• _THE EXERCISE_
Rewrite every one of the rows below, substituting "examine this photo" for "process this image" and keeping everything else the same. Leave the pictures out of your answer.

Items listed in a dataset:
□ □ □ □ □

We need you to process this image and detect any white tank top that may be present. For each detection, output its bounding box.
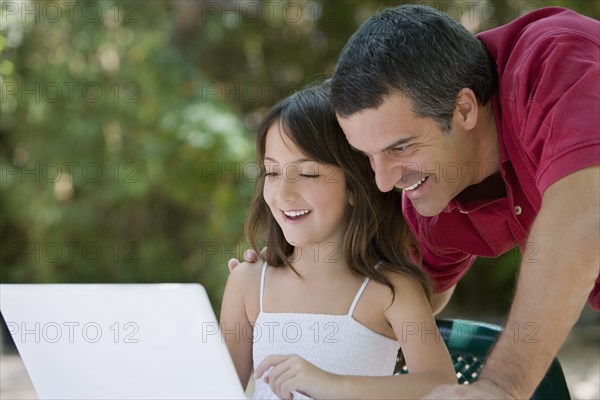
[252,263,400,399]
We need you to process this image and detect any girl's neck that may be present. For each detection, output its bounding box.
[290,242,351,279]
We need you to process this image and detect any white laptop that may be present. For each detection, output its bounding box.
[0,284,245,399]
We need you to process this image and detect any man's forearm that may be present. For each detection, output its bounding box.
[481,167,600,398]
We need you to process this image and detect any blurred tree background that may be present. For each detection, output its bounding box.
[0,0,600,315]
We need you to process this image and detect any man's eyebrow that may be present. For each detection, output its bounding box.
[383,136,414,151]
[265,157,317,164]
[348,136,414,155]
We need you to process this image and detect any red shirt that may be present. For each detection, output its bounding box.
[403,7,600,311]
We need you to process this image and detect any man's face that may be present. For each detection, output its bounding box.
[338,95,475,216]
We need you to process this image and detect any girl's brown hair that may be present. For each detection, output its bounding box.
[244,83,431,299]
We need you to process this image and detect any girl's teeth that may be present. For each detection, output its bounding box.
[404,177,427,191]
[284,210,310,217]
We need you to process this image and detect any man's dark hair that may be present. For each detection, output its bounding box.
[331,5,497,131]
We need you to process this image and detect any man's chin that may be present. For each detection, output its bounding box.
[412,202,446,217]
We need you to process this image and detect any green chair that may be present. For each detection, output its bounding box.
[396,318,571,400]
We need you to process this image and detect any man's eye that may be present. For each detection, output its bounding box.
[392,144,409,153]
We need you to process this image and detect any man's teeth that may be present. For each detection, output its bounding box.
[404,177,427,191]
[284,210,310,217]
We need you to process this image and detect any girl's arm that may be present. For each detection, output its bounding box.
[221,263,252,390]
[255,274,457,399]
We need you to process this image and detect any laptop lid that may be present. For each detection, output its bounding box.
[0,284,245,399]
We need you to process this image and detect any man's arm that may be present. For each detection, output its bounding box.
[427,165,600,399]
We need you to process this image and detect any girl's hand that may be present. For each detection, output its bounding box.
[254,354,337,399]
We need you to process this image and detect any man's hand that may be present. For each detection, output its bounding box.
[227,249,258,272]
[254,354,336,399]
[423,379,513,400]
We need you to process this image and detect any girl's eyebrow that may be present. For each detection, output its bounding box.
[265,157,317,164]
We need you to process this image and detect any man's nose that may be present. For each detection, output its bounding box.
[371,156,402,192]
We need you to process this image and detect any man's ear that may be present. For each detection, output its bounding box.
[453,88,479,131]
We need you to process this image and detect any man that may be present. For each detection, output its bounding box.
[229,5,600,399]
[332,6,600,398]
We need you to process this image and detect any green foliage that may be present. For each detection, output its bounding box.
[0,0,599,312]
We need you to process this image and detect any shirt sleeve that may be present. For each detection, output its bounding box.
[501,23,600,195]
[403,201,477,293]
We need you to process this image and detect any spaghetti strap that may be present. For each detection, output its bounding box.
[348,261,381,317]
[260,261,267,312]
[348,278,369,317]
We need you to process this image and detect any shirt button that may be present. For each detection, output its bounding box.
[515,206,523,215]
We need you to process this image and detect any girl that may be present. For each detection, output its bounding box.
[221,84,456,399]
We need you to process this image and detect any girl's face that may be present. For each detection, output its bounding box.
[263,121,350,249]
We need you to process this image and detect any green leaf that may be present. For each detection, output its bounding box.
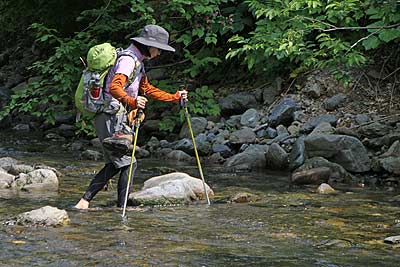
[362,35,381,50]
[379,29,400,43]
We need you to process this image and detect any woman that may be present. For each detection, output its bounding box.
[75,25,187,209]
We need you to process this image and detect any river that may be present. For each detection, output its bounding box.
[0,135,400,267]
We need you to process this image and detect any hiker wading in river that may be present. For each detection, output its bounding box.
[75,25,187,209]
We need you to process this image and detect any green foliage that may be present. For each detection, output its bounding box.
[0,0,400,137]
[227,0,400,78]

□ □ □ □ □

• _SOLUTION_
We need you to examine this photo and detect any white tank top that may be present. For each detection, output its bounding box.
[252,263,400,399]
We need you to examine this photo and detect any girl's neck that may be present. For each detection, output its bounding box.
[290,242,351,279]
We need you to examine this photo and detect any white laptop that may be present. For each detection, output its bounding box.
[0,284,245,399]
We need you to examine this photo and detect any man's forearm that may be present. For each detection, output its bounding box.
[481,167,600,398]
We need you to examine this photo and detect any blurred tree background that may be present. For each detection, output its bounding box.
[0,0,600,315]
We need you to examine this photo and detect any man's eyebrow that may be present. For each detection, output its bounding box.
[383,136,414,151]
[265,157,317,164]
[348,136,414,155]
We need you to examine this photo and detect any red shirt that may be present. For each detection, output its bounding box.
[403,7,600,311]
We need you to examine this photo and detect any man's face that may be present. For each detection, output its bounding box.
[338,95,475,216]
We need you to examine this photo and detect any girl's brown hair that may be present. For each detection, output its bounding box.
[244,83,431,299]
We need you to examine this photo and detect any girl's teeth that may be present. For each detection, output its bounding box.
[404,177,427,191]
[284,210,310,217]
We need you to examine this photo and detect any man's dark hair that may be present. For each detection, output its bounding box.
[331,5,497,131]
We need you to examine this photo and detect any man's chin that may be present. For each detection, output its bounding box.
[412,202,446,217]
We need you to examine this photo and detect any green chair that may be present. For each detection, output its bounding box.
[396,318,571,400]
We need you to examine this photo and detect any man's eye that may be present. For each detection, output its bounding box.
[392,144,409,153]
We need you to examine this photo and detect any man's teeth that may be present. For each detection, output its bounding box.
[404,177,427,191]
[284,210,310,217]
We need you to examine this photo and detect any girl's arm that may be present. For each detection, output its bounding box.
[221,263,252,390]
[255,274,457,399]
We need you to examine this photo and detect any laptop lid that may be present. For each detection, output its bounding box.
[0,284,245,399]
We need you to examine this photo and detect any man's arm that may be present. For each detection, output its bounding box.
[427,165,600,399]
We need you to examine this photo and detect any girl's hand that may be present. For each detection, output its bounding box.
[254,354,337,399]
We need you to examine this photo and detect any man's hand that may be present. For each detection, output its bounding box.
[227,249,258,272]
[254,354,336,399]
[423,379,513,400]
We need you to examine this photo and detect any girl's eyebrow that may be present. For each detection, output its bounding box.
[265,157,317,164]
We need you to examine this photo and detect any man's nose that may be present. For each detection, output its bounding box.
[371,156,402,192]
We need you to examine this photo and detect any man's ear that may be present. For each detection, output its bounding box.
[453,88,479,131]
We need you to examine this photo and detect any man that may be present. For each detection, output its bounding box.
[229,5,600,399]
[332,6,600,398]
We need you to examine this photo and detect any green foliage that may be present. For each detection, output its bounding box.
[0,0,599,312]
We need you to examine this photo and detect any shirt sleeve that may be present. For each detection, output its bounding box.
[501,23,600,195]
[403,201,477,293]
We need you to examine this photo and detect any spaghetti strap that may be present. For each detection, output its bounding box.
[348,261,381,317]
[260,261,267,312]
[348,278,369,317]
We need you to examine this photo and detect any shirt button that may be present. For each detection, output its bounding box.
[515,206,523,215]
We need you to examine this photo and detect any girl that may be present. For each detection, output its bounding box.
[221,84,456,399]
We need you to examine this photo and detect any girl's face that may be present. For each detection, output its bounding box.
[263,121,350,249]
We need you to examine this photo and detect any green leaf that may be present. For each detection, output its bounding box.
[362,35,381,50]
[379,29,400,43]
We need you to examine this photo and detect any woman that may be present. For each detection, output its bounding box.
[75,25,187,209]
We need you to examine this photo and detect any river that may be present. For each detection, output its bounding box.
[0,135,400,267]
We need you to examine this photo and detect any hiker wading in river that may be present. For each detection, output its bounding box.
[75,25,187,209]
We need you to examine this photo and detect any green foliage that may be present. For each detection, output its bounding box.
[0,0,400,137]
[227,0,400,78]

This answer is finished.